__Activity__
Repeat the listing in full, preserving every character.

__Entries provided__

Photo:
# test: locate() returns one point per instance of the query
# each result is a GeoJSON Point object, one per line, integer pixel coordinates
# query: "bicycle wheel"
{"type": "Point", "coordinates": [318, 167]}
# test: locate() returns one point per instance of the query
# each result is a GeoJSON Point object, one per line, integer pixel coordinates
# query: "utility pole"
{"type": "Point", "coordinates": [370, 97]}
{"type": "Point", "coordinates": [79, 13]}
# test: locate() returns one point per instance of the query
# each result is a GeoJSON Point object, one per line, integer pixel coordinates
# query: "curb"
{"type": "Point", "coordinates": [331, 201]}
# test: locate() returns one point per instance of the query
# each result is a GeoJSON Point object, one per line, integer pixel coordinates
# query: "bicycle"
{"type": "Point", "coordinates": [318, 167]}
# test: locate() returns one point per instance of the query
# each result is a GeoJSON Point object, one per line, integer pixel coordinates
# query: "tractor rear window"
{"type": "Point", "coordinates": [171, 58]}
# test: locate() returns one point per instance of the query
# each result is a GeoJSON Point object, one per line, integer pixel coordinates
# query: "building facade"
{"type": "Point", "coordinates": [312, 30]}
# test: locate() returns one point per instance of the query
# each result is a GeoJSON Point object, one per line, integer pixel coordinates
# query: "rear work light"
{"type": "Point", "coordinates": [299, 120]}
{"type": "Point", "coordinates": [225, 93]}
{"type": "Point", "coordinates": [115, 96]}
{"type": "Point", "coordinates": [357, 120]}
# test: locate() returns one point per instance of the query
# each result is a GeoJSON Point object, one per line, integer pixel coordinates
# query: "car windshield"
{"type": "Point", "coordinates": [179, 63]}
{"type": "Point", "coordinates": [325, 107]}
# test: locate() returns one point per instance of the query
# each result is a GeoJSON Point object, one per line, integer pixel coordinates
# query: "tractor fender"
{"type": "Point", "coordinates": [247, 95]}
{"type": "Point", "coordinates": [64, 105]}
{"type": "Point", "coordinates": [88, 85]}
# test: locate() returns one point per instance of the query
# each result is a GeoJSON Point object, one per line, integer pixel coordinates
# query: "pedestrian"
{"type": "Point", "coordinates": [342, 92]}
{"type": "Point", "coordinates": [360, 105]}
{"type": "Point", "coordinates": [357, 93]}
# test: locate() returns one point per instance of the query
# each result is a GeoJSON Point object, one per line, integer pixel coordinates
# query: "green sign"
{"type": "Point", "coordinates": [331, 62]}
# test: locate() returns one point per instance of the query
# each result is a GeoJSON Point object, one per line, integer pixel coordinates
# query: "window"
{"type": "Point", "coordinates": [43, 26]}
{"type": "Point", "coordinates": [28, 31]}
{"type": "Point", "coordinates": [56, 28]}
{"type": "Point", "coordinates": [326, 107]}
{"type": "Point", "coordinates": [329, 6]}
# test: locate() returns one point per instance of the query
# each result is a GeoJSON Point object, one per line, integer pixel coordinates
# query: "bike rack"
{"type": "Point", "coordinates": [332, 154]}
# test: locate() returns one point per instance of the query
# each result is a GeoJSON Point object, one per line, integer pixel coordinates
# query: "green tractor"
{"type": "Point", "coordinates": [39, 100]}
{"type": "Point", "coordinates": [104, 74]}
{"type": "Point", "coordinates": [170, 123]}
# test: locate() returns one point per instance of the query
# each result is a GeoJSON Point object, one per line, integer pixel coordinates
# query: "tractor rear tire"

__Solution below__
Photo:
# test: locate() returns one point per instance of the query
# each result is a GeoJSON Point object, one per line, integer pixel coordinates
# query: "bicycle wheel"
{"type": "Point", "coordinates": [318, 167]}
# test: locate() returns one point per instance of the query
# each result is a GeoJSON Point object, one per line, integer pixel coordinates
# query: "utility pole"
{"type": "Point", "coordinates": [370, 97]}
{"type": "Point", "coordinates": [79, 13]}
# test: locate() returns one point per instance of the query
# each result is a GeoJSON Point object, one per line, integer pixel coordinates
# query: "curb"
{"type": "Point", "coordinates": [331, 201]}
# test: locate() returns one point per instance of the query
# each result is a GeoJSON Point object, one per line, integer pixel coordinates
# query: "bicycle"
{"type": "Point", "coordinates": [318, 167]}
# test: locate() returns one point per instance of the query
# each result is a GeoJSON Point object, one per line, integer pixel coordinates
# query: "tractor rear window"
{"type": "Point", "coordinates": [171, 58]}
# test: locate() returns one point per instance of the query
# each result is a GeoJSON Point object, one per line, integer pixel coordinates
# query: "building facade"
{"type": "Point", "coordinates": [312, 30]}
# test: locate() returns one point per instance of the query
# each result is a GeoJSON Point object, one per line, integer pixel coordinates
# query: "rear work light"
{"type": "Point", "coordinates": [299, 120]}
{"type": "Point", "coordinates": [225, 93]}
{"type": "Point", "coordinates": [115, 96]}
{"type": "Point", "coordinates": [357, 120]}
# test: locate() returns one point per instance of the query
# each result is a GeoJSON Point object, one per line, integer pixel coordinates
# query: "car windshield"
{"type": "Point", "coordinates": [179, 63]}
{"type": "Point", "coordinates": [325, 107]}
# test: locate() returns one point per instance of the query
# each result is a GeoJSON Point object, one per line, integer pixel coordinates
# query: "tractor fender"
{"type": "Point", "coordinates": [247, 95]}
{"type": "Point", "coordinates": [64, 105]}
{"type": "Point", "coordinates": [88, 85]}
# test: locate() returns one point per instance of the query
# each result is a GeoJSON Point object, one per line, integer pixel coordinates
# query: "pedestrian"
{"type": "Point", "coordinates": [342, 92]}
{"type": "Point", "coordinates": [360, 105]}
{"type": "Point", "coordinates": [357, 93]}
# test: locate() returns one point per instance of the query
# each result is a GeoJSON Point object, one per line, integer pixel coordinates
# query: "green sign"
{"type": "Point", "coordinates": [331, 62]}
# test: locate() returns one point per instance of the query
# each result is a GeoJSON Point object, one per line, integer pixel coordinates
# query: "window"
{"type": "Point", "coordinates": [43, 26]}
{"type": "Point", "coordinates": [28, 31]}
{"type": "Point", "coordinates": [56, 28]}
{"type": "Point", "coordinates": [326, 107]}
{"type": "Point", "coordinates": [329, 6]}
# test: locate() returns one point per instance of the query
# each result is a GeoJSON Point object, one per line, integer pixel coordinates
# query: "bike rack"
{"type": "Point", "coordinates": [332, 154]}
# test: locate() returns one point per instance of the query
# each result is a GeoJSON Point object, one per line, integer pixel coordinates
# query: "green tractor"
{"type": "Point", "coordinates": [39, 100]}
{"type": "Point", "coordinates": [104, 74]}
{"type": "Point", "coordinates": [170, 123]}
# test: locate() returns one point per instance of the query
# each result is a GeoJSON Point object, one per line, integer pixel coordinates
# query: "tractor rear tire"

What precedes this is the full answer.